[Dataset records]
## BEGIN
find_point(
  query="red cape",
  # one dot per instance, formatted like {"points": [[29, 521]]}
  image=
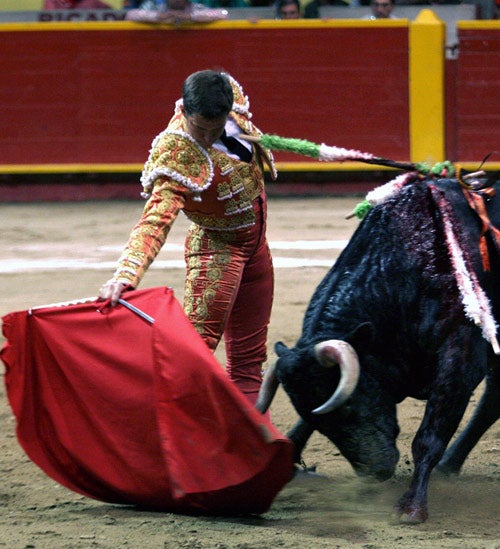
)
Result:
{"points": [[125, 411]]}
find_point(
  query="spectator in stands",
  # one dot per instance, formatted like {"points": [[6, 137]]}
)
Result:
## END
◆ **Exercise**:
Put each line of the material above into a numbered list, skipping blank lines. Omit the pictures.

◆ **Complete output**:
1. find_point(
2.   query="red cape",
3.   # one dot per instance, formatted like {"points": [[29, 521]]}
4.   image=
5. )
6. Result:
7. {"points": [[125, 411]]}
8. find_point(
9.   query="spectator in stands",
10.   # one dot per instance, formatted like {"points": [[6, 137]]}
11. )
12. Result:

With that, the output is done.